**Directives**:
1/ In the Writing in Place passage, which literary journal will publish the author's short story in June?
2/ Write a continuation of the Writing in Place passage, starting right after its last sentence.

**Passage to read**:
-----

WRITING IN PLACE

by Jane Harrington
Green is washing over winter’s wan fields in Virginia’s Shenandoah Valley, where I live, teach and write. I have some goats, and like them I am using the changing landscape as fodder—literally, in their case, as they tug at each new shoot for nourishment; figuratively, in my case, as I look to the awakening pastures to inspire my prose. I’ve recently taken to setting my fiction on these hills I call home, and I’m finding this to be a fruitful strategy. One such short story will be published in June in Chautauqua, a literary journal that showcases work each year by both adult and youth writers.

-----

**Data extract**:

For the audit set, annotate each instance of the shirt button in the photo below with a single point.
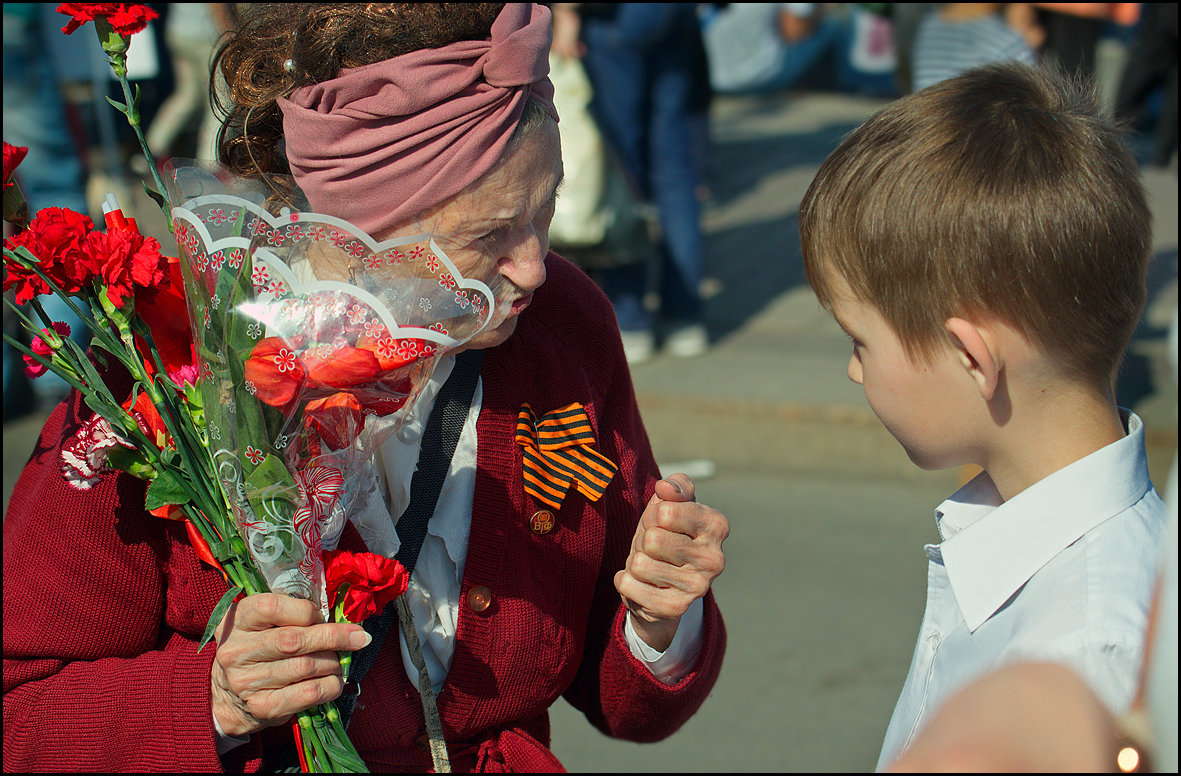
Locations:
(542, 521)
(480, 598)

-----

**Final results**:
1/ Chautauqua

2/
It seems that what I hear students frustratingly refer to as “writer’s block” is just a manifestation of being overwhelmed, of not knowing where to start. So, consider having the young writers in your life begin with what is in view, what they call home. Don’t think story. Just think setting and use simple words that first come to mind. The tree out there is bare and gray. Later, with the help of a thesaurus, it can become exposed, ashen. Then, some sounds might arrive when a March gust blows through the branches. (See MaryQuattlebaum’s “Vivid Words and Actions” for ideas on writing the aural.) And someone will surely plod through the mud to get to the tree. (See Jacqueline Jules’ “Follow the Snowprints” for ways to invite characters in.) Let the story grow in this way—slowly, steadily, like spring’s greening outside your window.
Common Core Connections: CCSS.ELA-LITERACY.W.3.3; 4.3; 5.3; 6.3; 7.3; 8.3.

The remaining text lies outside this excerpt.